● **TASK**:
How many lines in the records below contain the string "building", matching case exactly? Reply with only the number.

● **MATERIAL SUPPLIED**:
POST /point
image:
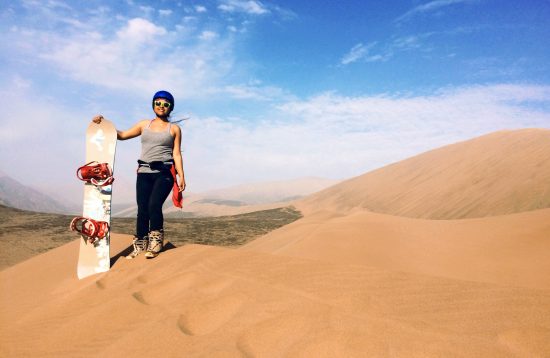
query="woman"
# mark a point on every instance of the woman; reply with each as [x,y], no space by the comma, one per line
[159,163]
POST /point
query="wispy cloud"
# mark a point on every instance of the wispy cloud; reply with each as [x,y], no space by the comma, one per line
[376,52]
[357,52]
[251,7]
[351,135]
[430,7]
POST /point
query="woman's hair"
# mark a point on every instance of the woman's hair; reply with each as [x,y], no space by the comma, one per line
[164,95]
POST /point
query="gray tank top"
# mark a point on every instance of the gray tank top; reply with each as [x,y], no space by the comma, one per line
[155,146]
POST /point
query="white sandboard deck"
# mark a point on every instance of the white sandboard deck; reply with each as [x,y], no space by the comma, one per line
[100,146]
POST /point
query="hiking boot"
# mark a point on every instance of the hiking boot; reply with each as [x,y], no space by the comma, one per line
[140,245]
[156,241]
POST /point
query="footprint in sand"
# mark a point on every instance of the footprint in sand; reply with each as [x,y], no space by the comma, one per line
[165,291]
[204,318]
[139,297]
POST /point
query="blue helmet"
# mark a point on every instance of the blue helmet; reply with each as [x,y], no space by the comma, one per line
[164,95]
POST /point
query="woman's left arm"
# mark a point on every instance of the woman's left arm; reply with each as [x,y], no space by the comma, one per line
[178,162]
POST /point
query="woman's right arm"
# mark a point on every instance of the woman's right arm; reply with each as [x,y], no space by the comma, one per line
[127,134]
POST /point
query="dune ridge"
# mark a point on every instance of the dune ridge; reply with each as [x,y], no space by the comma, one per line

...

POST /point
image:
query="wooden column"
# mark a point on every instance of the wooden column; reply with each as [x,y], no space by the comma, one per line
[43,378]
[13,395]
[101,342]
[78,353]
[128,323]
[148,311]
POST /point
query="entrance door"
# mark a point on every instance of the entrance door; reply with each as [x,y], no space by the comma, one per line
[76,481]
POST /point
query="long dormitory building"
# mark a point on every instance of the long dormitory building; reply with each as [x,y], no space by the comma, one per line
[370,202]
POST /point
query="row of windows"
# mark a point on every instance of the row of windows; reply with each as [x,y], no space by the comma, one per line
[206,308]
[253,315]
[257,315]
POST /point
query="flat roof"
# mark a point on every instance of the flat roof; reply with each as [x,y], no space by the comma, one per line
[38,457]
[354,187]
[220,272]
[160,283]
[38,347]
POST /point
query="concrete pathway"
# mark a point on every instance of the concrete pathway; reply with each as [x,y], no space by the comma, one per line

● **EXERCISE OUTPUT**:
2